PROBLEM REQUIREMENTS = Restate all of the entries exactly, dropping any pictures they hold.

───── RECORDS FOR THE TASK

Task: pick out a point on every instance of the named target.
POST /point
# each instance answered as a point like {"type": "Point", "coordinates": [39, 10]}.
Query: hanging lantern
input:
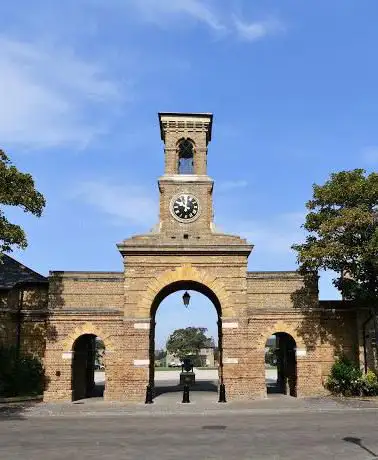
{"type": "Point", "coordinates": [186, 299]}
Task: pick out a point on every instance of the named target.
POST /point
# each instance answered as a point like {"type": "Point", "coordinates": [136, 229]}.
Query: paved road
{"type": "Point", "coordinates": [201, 374]}
{"type": "Point", "coordinates": [324, 435]}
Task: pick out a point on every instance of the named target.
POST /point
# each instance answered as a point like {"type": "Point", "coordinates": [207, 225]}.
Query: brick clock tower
{"type": "Point", "coordinates": [186, 208]}
{"type": "Point", "coordinates": [184, 252]}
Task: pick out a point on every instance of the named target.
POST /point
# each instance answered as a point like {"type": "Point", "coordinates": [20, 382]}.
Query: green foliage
{"type": "Point", "coordinates": [20, 375]}
{"type": "Point", "coordinates": [369, 384]}
{"type": "Point", "coordinates": [347, 379]}
{"type": "Point", "coordinates": [344, 378]}
{"type": "Point", "coordinates": [270, 357]}
{"type": "Point", "coordinates": [343, 234]}
{"type": "Point", "coordinates": [188, 342]}
{"type": "Point", "coordinates": [16, 189]}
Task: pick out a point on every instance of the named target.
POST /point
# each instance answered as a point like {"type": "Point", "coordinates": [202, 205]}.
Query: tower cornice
{"type": "Point", "coordinates": [185, 122]}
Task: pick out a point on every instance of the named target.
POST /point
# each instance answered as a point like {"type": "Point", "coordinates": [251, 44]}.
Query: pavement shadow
{"type": "Point", "coordinates": [358, 442]}
{"type": "Point", "coordinates": [205, 386]}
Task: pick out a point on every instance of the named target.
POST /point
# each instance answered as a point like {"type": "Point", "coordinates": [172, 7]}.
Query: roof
{"type": "Point", "coordinates": [13, 272]}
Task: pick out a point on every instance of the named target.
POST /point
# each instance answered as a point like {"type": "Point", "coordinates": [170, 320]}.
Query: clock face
{"type": "Point", "coordinates": [185, 207]}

──────────

ANSWER FOR THIS EXERCISE =
Task: pick out a point on every instance of the named target.
POST /point
# each instance answered as a point like {"type": "Point", "coordinates": [39, 10]}.
Query: hanging lantern
input:
{"type": "Point", "coordinates": [186, 299]}
Task: pick out a point on every instance of the named target.
POST /point
# each instance answered as a point like {"type": "Point", "coordinates": [136, 229]}.
Query: paved road
{"type": "Point", "coordinates": [201, 374]}
{"type": "Point", "coordinates": [324, 435]}
Task: pick out a point on every instance of the named target.
POST /point
# each instance answered as a point like {"type": "Point", "coordinates": [207, 225]}.
Query: brick clock tower
{"type": "Point", "coordinates": [186, 208]}
{"type": "Point", "coordinates": [184, 252]}
Task: pick out a point on every instance of the named target.
POST /point
# each instance answered as a point like {"type": "Point", "coordinates": [20, 382]}.
Query: green foliage
{"type": "Point", "coordinates": [20, 375]}
{"type": "Point", "coordinates": [369, 384]}
{"type": "Point", "coordinates": [347, 379]}
{"type": "Point", "coordinates": [344, 378]}
{"type": "Point", "coordinates": [270, 357]}
{"type": "Point", "coordinates": [343, 234]}
{"type": "Point", "coordinates": [188, 342]}
{"type": "Point", "coordinates": [16, 189]}
Task: pick out a point on every instance of the named target.
POST /point
# each instance answered as a point like {"type": "Point", "coordinates": [202, 205]}.
Query: tower cornice
{"type": "Point", "coordinates": [185, 122]}
Task: pick out a point on every instance of the named target.
POST /point
# each instance answered as a point like {"type": "Point", "coordinates": [251, 44]}.
Query: pavement shadow
{"type": "Point", "coordinates": [358, 442]}
{"type": "Point", "coordinates": [205, 386]}
Task: pick out a point on every instance of the named target.
POST /point
# each instance answered as a point like {"type": "Point", "coordinates": [172, 7]}.
Query: roof
{"type": "Point", "coordinates": [13, 272]}
Task: pick out a point on every instance of the named target.
POST /point
# each instance answered as a point like {"type": "Point", "coordinates": [170, 320]}.
Query: clock face
{"type": "Point", "coordinates": [185, 207]}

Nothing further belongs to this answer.